- [What is required]:
Beginning at the line with "Each instance of the yellow", output each line to the end of the listing below exactly, please.
* START Data to process *
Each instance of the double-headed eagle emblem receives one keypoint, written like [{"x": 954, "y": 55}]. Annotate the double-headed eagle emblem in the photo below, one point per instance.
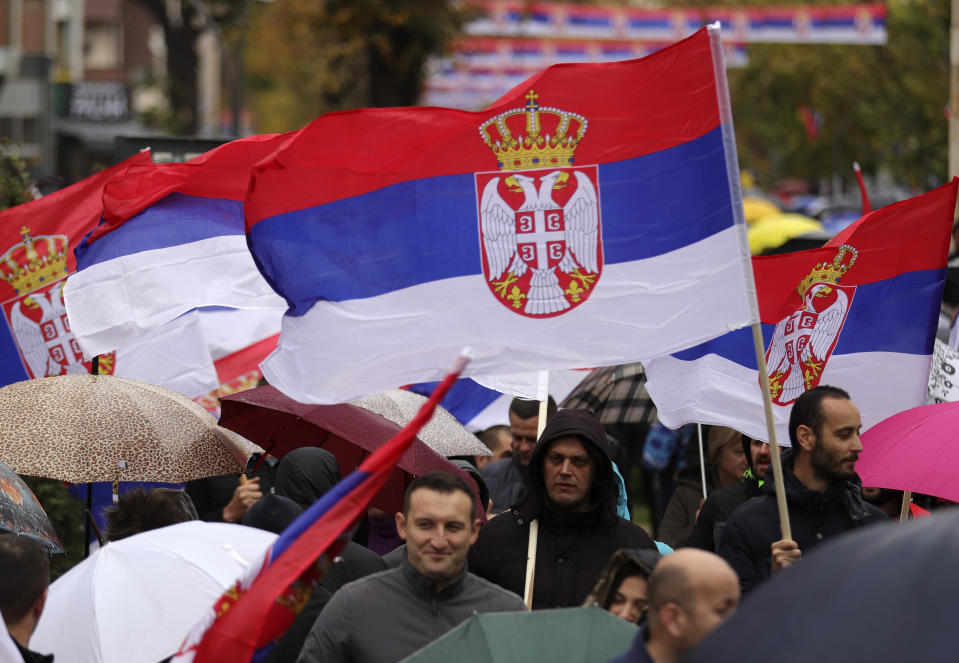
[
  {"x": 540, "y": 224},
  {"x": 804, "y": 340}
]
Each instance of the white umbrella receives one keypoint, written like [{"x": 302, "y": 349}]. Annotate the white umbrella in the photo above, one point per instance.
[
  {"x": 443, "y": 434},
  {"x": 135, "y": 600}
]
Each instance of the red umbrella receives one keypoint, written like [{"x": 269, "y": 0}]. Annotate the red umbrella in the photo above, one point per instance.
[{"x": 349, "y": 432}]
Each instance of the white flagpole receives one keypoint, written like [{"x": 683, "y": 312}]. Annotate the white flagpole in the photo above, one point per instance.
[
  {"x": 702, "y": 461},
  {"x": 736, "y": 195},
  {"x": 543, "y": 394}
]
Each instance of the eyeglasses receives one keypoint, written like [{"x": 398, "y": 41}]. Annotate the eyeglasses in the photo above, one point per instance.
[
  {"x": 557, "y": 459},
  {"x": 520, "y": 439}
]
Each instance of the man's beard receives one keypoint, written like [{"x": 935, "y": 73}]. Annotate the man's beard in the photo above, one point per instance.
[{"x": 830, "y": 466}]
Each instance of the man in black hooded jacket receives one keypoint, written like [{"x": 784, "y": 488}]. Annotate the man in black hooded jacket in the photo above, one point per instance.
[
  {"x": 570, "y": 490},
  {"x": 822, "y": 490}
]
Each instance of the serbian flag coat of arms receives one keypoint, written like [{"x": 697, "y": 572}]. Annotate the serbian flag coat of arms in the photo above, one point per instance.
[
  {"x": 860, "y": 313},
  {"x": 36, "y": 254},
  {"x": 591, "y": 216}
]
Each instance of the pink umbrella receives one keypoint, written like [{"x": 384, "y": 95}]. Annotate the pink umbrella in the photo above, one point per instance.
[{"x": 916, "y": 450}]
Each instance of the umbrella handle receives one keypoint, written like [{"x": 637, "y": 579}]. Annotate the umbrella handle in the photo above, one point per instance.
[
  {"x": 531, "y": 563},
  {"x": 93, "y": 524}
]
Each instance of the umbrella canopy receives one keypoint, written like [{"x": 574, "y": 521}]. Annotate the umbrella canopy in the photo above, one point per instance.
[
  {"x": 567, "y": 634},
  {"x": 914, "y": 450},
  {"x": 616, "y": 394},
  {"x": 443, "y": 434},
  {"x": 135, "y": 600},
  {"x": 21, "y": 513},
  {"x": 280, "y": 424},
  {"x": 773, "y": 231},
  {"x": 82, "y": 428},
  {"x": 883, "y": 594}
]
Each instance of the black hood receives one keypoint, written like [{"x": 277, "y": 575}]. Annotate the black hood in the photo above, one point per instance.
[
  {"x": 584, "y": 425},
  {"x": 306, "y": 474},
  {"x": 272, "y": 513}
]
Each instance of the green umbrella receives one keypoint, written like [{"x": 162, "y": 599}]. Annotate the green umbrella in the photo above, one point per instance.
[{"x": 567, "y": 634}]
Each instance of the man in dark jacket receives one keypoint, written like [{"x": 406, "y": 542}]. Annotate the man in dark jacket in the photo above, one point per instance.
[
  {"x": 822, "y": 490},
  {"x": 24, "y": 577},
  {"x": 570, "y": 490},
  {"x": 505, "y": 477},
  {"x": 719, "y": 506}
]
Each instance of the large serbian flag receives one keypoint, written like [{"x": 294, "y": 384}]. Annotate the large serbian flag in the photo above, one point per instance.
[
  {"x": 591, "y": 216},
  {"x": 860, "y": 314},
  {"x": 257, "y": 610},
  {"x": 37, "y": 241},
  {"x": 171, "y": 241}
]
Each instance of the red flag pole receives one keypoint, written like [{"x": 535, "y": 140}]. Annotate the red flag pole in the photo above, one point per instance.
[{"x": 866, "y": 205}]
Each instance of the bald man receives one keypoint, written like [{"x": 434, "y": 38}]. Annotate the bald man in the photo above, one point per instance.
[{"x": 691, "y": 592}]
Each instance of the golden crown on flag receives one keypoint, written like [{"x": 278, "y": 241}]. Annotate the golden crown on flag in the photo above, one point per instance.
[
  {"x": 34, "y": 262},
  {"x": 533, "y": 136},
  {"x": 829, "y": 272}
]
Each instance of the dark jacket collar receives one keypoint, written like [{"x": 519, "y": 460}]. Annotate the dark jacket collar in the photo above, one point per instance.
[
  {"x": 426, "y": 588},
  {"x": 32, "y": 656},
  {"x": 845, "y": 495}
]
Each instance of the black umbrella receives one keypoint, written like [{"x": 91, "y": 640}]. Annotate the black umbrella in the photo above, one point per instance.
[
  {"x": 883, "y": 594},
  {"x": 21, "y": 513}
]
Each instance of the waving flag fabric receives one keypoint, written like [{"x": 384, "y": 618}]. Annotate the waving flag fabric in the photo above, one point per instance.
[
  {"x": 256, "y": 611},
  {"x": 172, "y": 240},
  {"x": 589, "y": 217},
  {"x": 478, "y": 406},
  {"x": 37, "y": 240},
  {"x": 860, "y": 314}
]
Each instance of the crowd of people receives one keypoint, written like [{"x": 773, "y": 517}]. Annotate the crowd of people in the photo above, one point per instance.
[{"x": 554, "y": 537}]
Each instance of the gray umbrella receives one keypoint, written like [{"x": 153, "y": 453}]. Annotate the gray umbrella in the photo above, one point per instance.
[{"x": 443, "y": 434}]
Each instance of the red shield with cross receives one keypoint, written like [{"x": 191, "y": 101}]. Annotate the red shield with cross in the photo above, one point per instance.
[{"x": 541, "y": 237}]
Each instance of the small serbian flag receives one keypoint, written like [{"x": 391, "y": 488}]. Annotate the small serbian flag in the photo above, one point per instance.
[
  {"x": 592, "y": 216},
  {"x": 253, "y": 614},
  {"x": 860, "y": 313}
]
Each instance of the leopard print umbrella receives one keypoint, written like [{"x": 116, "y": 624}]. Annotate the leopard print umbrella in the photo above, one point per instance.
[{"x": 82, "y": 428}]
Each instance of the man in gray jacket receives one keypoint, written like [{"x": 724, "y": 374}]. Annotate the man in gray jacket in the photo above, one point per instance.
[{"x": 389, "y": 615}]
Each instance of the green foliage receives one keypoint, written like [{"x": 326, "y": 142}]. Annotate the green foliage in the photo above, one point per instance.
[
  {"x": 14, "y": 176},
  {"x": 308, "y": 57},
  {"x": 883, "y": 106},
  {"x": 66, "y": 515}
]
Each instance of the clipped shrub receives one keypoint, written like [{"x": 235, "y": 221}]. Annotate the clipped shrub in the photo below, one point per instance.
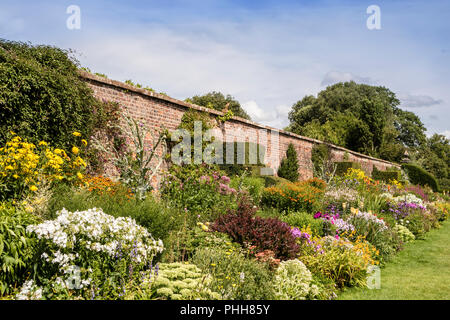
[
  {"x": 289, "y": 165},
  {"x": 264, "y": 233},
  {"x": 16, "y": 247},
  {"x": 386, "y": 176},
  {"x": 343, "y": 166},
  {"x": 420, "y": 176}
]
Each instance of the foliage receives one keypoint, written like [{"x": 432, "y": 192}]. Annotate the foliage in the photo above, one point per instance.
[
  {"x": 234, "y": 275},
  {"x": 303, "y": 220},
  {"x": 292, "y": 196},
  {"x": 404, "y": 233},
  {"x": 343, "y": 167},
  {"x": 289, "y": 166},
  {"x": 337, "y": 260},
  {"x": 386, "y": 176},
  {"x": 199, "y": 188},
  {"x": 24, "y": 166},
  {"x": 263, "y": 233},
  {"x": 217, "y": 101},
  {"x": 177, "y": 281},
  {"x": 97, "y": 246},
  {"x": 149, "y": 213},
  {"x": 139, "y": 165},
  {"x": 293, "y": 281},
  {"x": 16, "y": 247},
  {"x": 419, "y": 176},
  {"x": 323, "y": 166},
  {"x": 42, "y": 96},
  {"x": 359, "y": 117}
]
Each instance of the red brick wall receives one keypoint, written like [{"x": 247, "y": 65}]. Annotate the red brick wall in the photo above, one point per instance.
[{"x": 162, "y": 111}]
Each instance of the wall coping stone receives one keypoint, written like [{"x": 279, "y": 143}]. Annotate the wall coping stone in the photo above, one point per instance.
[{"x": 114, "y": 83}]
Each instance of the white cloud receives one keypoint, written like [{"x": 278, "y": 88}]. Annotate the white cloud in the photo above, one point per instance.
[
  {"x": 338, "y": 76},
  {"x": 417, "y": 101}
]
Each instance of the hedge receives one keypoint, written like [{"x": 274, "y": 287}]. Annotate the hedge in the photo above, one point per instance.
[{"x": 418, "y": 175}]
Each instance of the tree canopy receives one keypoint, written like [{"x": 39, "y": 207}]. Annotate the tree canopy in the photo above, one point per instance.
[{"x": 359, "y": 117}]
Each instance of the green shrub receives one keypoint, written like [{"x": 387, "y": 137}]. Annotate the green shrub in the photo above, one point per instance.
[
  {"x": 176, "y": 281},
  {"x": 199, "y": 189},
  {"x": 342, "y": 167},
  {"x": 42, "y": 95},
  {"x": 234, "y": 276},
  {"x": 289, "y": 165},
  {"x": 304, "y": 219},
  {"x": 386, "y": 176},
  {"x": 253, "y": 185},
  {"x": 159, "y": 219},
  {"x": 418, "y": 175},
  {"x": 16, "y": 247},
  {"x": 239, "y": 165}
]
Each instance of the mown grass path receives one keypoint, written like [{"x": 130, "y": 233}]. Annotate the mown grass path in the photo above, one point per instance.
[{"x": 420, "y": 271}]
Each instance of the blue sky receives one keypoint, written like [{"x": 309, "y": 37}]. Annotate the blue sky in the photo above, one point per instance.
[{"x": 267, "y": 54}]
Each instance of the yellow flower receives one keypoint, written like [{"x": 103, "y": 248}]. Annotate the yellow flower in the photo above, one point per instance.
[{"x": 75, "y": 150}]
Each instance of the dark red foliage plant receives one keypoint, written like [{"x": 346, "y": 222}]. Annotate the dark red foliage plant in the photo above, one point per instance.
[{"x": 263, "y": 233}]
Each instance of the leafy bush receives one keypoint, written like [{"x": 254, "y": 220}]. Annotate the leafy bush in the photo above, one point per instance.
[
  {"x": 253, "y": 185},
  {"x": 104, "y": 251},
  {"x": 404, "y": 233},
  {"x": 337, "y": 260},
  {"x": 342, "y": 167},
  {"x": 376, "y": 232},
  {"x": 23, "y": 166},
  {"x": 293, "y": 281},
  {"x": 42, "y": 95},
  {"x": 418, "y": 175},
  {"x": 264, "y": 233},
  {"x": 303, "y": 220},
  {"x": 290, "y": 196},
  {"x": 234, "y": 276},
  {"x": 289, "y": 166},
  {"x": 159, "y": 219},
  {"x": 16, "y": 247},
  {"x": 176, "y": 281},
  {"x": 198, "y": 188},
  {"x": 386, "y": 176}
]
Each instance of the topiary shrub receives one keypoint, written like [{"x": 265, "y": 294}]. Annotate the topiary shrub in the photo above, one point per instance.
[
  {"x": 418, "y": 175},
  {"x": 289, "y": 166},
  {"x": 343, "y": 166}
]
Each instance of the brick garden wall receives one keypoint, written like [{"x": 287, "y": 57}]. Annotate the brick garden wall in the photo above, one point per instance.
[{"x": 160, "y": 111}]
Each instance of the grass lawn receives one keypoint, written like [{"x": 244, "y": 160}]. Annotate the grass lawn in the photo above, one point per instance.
* END Data to process *
- [Solution for this exercise]:
Each instance of the yellow flower receives one keypoint, written like [{"x": 103, "y": 248}]. Annotate the yellow flower in the photo above, one point per instance.
[{"x": 75, "y": 150}]
Each instance of the dark red foliage plant receives one keypoint, written like [{"x": 346, "y": 222}]. Annotate the dark red foliage plant in the photo above, one point per instance.
[{"x": 263, "y": 233}]
Each instance of the leafy bush receives one keypoint, written like [{"x": 254, "y": 220}]. Annotate the leafy bush in the photo above, one point per instance.
[
  {"x": 253, "y": 185},
  {"x": 104, "y": 251},
  {"x": 404, "y": 233},
  {"x": 337, "y": 260},
  {"x": 342, "y": 167},
  {"x": 376, "y": 232},
  {"x": 23, "y": 166},
  {"x": 293, "y": 281},
  {"x": 42, "y": 95},
  {"x": 418, "y": 175},
  {"x": 264, "y": 233},
  {"x": 303, "y": 220},
  {"x": 290, "y": 196},
  {"x": 234, "y": 276},
  {"x": 289, "y": 166},
  {"x": 159, "y": 219},
  {"x": 16, "y": 247},
  {"x": 176, "y": 281},
  {"x": 198, "y": 188},
  {"x": 386, "y": 176}
]
Each instance of the topiary shrub receives one keypoint, written like [{"x": 265, "y": 294}]. Annotate the topiary shrub in the photo above, one point per instance.
[
  {"x": 418, "y": 175},
  {"x": 289, "y": 166},
  {"x": 343, "y": 166}
]
Each instance of the brick garden wall receives one keypoint, written like [{"x": 287, "y": 57}]. Annotate the brick garden wall in the photo above, one point per instance.
[{"x": 160, "y": 111}]
Each instance of the grass lawn receives one keypoint, written like [{"x": 244, "y": 160}]. Annotate the grass lawn in the photo above, one point per instance.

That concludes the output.